AUFGABE 1> Welche zwei Waffen werden im Textauszug als ziemlich klasse bezeichnet?

TEXTAUSZUG>
....

Die Mechanik des Spiels schwankt dabei zwischen ungewöhnlich, abwechslungsreich und völlig bescheuert. Ungewöhnlich deshalb, weil man nicht einfach von einem Ort zum anderen wandert und dazwischen jeweils einen Dungeon durchquert; Städte und Dungeons finden sich eher unregelmäßig und in sehr variabler Größe, so dass man nie weiß, welche Herausforderungen man eigentlich gerade zu bewältigen hat (deshalb immer großzügig bevorraten!). Abwechslungsreich deshalb, weil es keine kohärente Spiellogik gibt; die Story ist eher als Spielfilm aufgezogen und so muss man sich an jedes Rätsel mit neuen Überlegungen herantasten; einige (Side-)Quests sind meiner Meinung nach ohne Komplettlösung sogar unlösbar.3
Und bescheuert deshalb, weil der eigentlich typische Rollenspielkram – kämpfen und sammeln – völlig unausgegoren ist. Man kämpft auf einem mäßig interessanten Schachfeld gegen Gegner, die beispielsweise Tier 1, Tier 2 oder Tier 3 heißen,4 die entweder sehr leicht zu besiegen sind oder einen ständig per KO-Schlag plattmachen. Einige Zauber sind so stark, dass man sich wie der letzte Cheater fühlt, einige Charaktere sind im Kampfe so nutzlos, dass man sie ständig flüchten lässt! (Echt, Rainer, wozu warst Du nochmal da?) Und die 3D-Ansicht der Dungeons ist zwar eine ganz nette Abwechslung, sieht aber schon ziemlich scheiße aus. Und es kann einem bei längerem Spielen übel werden.
Und das macht trotzdem Spaß?
Dennoch frohlockt man, wenn man einmal so eine richtig geile Waffe gefunden hat. Lugh’s Dolch und Danu’s Licht sind schon ziemlich klasse. Oder wenn man Schränke durchwühlt. Bei Albion kann nämlich überall etwas Interessantes sein! Es ist kein Loot-Game wie Diablo, aber dennoch wird man für fleißiges Suchen belohnt. So manche unscheinbare Höhle erweist sich als wahre Schatzgrube.

....

VERFÜGBARE DATENSÄTZE>

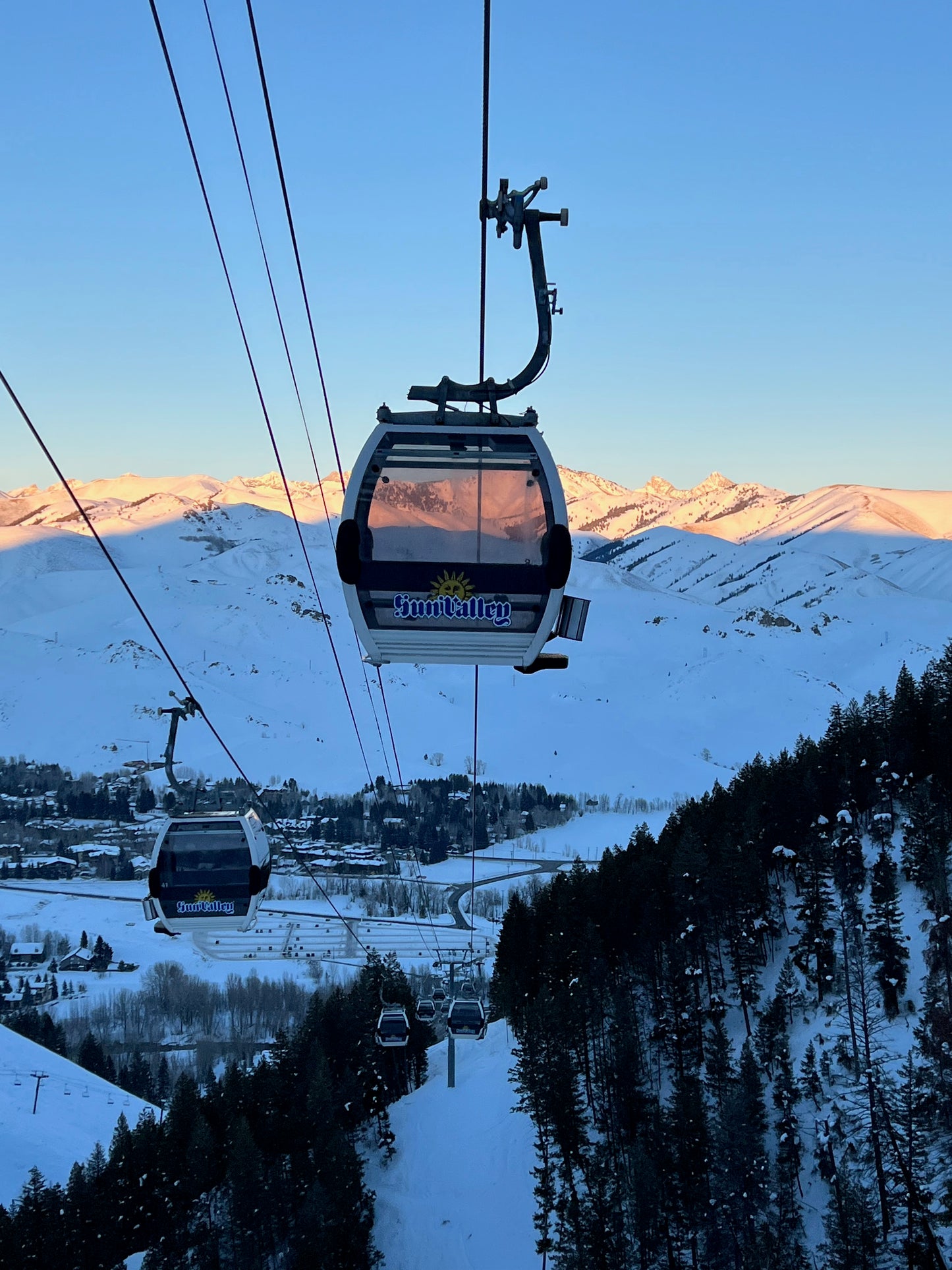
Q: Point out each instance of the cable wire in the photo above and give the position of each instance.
(263, 404)
(256, 794)
(484, 188)
(285, 342)
(294, 235)
(415, 855)
(254, 374)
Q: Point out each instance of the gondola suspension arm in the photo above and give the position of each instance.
(511, 210)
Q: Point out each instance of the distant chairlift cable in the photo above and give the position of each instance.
(285, 342)
(308, 434)
(305, 297)
(294, 235)
(254, 375)
(262, 400)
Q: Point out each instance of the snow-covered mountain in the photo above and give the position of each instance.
(727, 619)
(74, 1111)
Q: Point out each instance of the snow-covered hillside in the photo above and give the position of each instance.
(729, 623)
(74, 1112)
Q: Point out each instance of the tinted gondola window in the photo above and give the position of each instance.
(204, 870)
(453, 534)
(470, 504)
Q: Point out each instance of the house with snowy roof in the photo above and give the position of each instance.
(76, 960)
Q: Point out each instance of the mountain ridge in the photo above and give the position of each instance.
(598, 507)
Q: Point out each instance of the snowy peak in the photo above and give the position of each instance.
(841, 520)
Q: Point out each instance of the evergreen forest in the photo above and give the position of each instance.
(721, 1039)
(257, 1169)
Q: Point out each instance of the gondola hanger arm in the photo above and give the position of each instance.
(509, 210)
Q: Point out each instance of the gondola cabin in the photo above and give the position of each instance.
(208, 873)
(393, 1027)
(426, 1010)
(467, 1020)
(453, 544)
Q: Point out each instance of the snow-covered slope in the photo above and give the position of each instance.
(74, 1112)
(459, 1192)
(700, 649)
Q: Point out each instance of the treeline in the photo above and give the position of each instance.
(434, 816)
(120, 1034)
(260, 1167)
(660, 1141)
(430, 817)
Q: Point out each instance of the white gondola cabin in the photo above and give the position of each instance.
(467, 1019)
(208, 871)
(426, 1010)
(455, 542)
(393, 1027)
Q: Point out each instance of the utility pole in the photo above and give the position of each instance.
(451, 1039)
(37, 1078)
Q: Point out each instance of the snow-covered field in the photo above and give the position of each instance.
(74, 1112)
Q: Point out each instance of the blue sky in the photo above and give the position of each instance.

....

AUFGABE 2> Ändere in den Datensätzen den Abschnitt, der mit der Zeile beginnt, die „Q: Point out each instance of the white“ enthält, und bis zum Ende der Datensätze reicht, indem du „utility pole“ durch „telephone pole“ ersetzt. Gib nur diesen Abschnitt wieder und lass alles andere darin unverändert.

VOLLSTÄNDIGE AUSGABE 1> Lugh’s Dolch und Danu’s Licht.

VOLLSTÄNDIGE AUSGABE 2>
Q: Point out each instance of the white gondola cabin in the photo above and give the position of each instance.
(467, 1019)
(208, 871)
(426, 1010)
(455, 542)
(393, 1027)
Q: Point out each instance of the telephone pole in the photo above and give the position of each instance.
(451, 1039)
(37, 1078)
Q: Point out each instance of the snow-covered field in the photo above and give the position of each instance.
(74, 1112)
Q: Point out each instance of the blue sky in the photo above and give the position of each instance.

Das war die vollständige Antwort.